Насчет же того, демократия или диктатура лучше мобилизует ресурсы для войны, вопрос остается дискуссионным. Тут надо учесть, что гитлеровская диктатура до начала Второй мировой войны существовала всего шесть лет, причем сам Гитлер стремился сохранить в неприкосновенности как кадровое офицерство, так и частную собственность в экономике, считая и то и другое эффективными факторами при ведении войны, разумеется под надлежащим государственным контролем со стороны фюрера и НСДАП. И то, что нацистской диктатуре удалось шесть лет продержаться против значительно превосходящих сил ее противников, говорит о том, что по части мобилизации и координации сил гитлеровский Рейх, как минимум, не уступал западным демократиям — США и Англии. Другое дело, что Гитлер умело использовал наследство кайзеровской Германии, которая если и не была столь полноценной демократией, как Англия, Франция или США, то уж, по крайней мере, точно не была диктатурой. В этом смысле Сталин находился в худшем положении, чем Гитлер. Во-первых, царская Россия не имела серьезных демократических традиций, которые могли бы повлиять на мораль населения в плане роста индивидуального сознания. К тому же национал-социализм провозглашал роль личности, тогда как коммунизм опирался на коллективизм. Во-вторых, частнособственническая экономика в России накануне революции 1917 года была развита гораздо хуже, чем в Германии в 1933 году, и здесь у большевиков было меньше материала, который они могли наследовать. Еще важнее было то, что идеология коммунизма в качестве главной цели провозглашала полную ликвидацию частной собственности. Последовательно проведя этот постулат в жизнь, Сталин так и не осознал, что тем самым существенно ослабил обороноспособность страны, понизив качественный состав армии и эффективность военной экономики. Обедненные качества армии покрылись количеством жертв на поле боя и в тылу.
Сравнение Гитлера и Сталина как полководцев и политиков давно уже стало традицией в работах исследователей. Отметим, что Гитлер достаточно противоречиво высказывался по поводу СССР и его вождя, но в целом предпочитал не мазать его преимущественно черной краской. Так, в одной из бесед в ставке фюрер назвал Сталина «одной из самых необычных фигур в мировой истории». Он уже в 1942 году понял, что интернациональные лозунги для советского диктатора не более чем пропаганда, а в действительности он продолжает дореволюционную имперскую политику. Фюрер следующим образом характеризовал своего главного противника: «Сталин претендует на то, чтобы быть провозвестником большевистской революции. На самом же деле он отождествляет себя с Россией царей и просто-напросто возрождает традицию панславизма. Для него большевизм лишь средство, род ловушки, предназначенной для обмана германских и латинских народов».
А в середине июля 1942 года, когда вермахт находился на вершине своих успехов, Гитлер надеялся, что Сталин пойдет на примирение с ним, уступив Германии всю европейскую часть СССР. И фюрер готов был великодушно оставить во владении партнера по пакту 1939 года азиатскую часть Советского Союза.

* * * *

### Цель задания
Выпишите все годы, упомянутые в исходном тексте, по одному разу и в порядке возрастания.

### Данные для анализа
* * * *

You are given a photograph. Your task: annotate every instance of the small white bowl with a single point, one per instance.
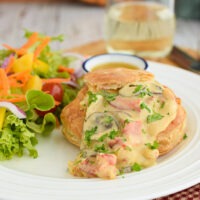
(100, 59)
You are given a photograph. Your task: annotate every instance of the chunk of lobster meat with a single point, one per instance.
(133, 132)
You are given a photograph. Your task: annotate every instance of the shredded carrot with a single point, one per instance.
(19, 79)
(32, 40)
(10, 64)
(178, 100)
(21, 51)
(56, 80)
(65, 69)
(4, 86)
(41, 46)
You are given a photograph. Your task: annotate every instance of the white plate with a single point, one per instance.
(47, 178)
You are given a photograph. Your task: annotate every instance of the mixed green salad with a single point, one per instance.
(35, 84)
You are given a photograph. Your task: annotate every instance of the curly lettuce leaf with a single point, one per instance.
(15, 139)
(39, 100)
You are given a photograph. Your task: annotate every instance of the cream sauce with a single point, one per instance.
(129, 134)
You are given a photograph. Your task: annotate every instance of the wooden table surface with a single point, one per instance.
(80, 23)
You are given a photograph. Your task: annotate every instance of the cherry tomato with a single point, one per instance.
(55, 89)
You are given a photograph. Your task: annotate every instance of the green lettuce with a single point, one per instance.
(16, 139)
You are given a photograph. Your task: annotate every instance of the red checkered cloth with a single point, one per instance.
(192, 193)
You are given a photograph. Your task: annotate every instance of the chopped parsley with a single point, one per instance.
(137, 89)
(91, 98)
(154, 117)
(144, 106)
(136, 167)
(142, 91)
(108, 96)
(155, 145)
(185, 136)
(113, 134)
(89, 133)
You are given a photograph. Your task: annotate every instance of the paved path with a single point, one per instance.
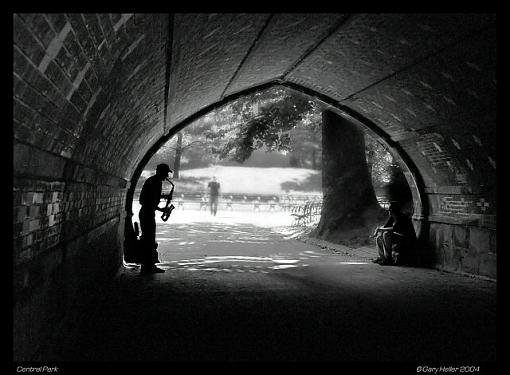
(238, 291)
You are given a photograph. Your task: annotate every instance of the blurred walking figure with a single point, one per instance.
(214, 192)
(394, 239)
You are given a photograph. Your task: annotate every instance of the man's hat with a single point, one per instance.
(163, 168)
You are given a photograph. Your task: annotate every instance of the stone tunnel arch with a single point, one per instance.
(411, 172)
(89, 88)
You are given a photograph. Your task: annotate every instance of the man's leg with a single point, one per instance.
(380, 248)
(387, 243)
(148, 226)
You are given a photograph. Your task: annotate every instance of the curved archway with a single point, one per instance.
(411, 172)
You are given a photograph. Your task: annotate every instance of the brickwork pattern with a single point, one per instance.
(48, 213)
(89, 102)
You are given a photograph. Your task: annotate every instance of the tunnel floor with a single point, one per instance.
(247, 293)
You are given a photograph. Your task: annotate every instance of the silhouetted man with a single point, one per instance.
(214, 192)
(395, 238)
(149, 199)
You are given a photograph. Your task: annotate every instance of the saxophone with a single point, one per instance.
(169, 207)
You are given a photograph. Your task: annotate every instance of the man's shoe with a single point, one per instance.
(386, 262)
(150, 270)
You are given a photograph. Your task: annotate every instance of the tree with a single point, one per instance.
(267, 120)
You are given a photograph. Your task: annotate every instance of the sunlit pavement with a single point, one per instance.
(235, 290)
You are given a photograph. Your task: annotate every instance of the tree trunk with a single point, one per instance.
(350, 210)
(178, 154)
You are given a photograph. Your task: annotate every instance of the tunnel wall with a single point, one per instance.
(92, 93)
(79, 111)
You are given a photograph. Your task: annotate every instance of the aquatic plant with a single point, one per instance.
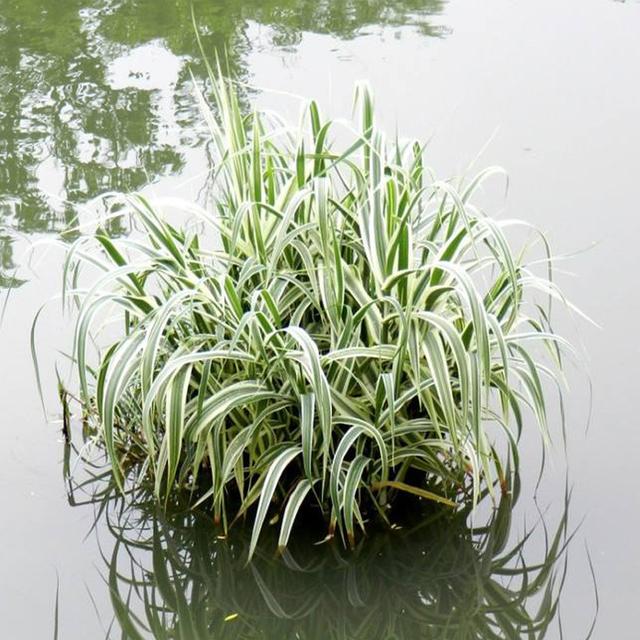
(337, 329)
(435, 578)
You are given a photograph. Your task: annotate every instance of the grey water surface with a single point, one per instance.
(96, 95)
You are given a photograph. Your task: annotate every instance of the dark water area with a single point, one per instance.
(97, 96)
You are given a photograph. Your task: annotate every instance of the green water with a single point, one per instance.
(97, 96)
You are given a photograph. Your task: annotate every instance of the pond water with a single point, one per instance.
(96, 95)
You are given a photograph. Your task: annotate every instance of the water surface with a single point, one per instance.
(96, 95)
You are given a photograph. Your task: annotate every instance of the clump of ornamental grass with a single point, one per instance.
(337, 329)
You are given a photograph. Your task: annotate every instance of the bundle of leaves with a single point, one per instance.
(337, 328)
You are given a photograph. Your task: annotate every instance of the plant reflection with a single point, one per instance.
(171, 576)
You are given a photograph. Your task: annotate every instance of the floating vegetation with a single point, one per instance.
(338, 330)
(434, 578)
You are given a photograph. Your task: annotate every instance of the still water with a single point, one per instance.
(97, 95)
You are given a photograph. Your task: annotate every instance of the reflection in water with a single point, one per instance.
(172, 577)
(95, 94)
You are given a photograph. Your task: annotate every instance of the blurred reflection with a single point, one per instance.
(433, 577)
(95, 94)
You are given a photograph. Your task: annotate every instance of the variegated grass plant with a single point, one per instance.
(337, 328)
(433, 578)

* * * *

### Ответ
1917, 1933, 1939, 1942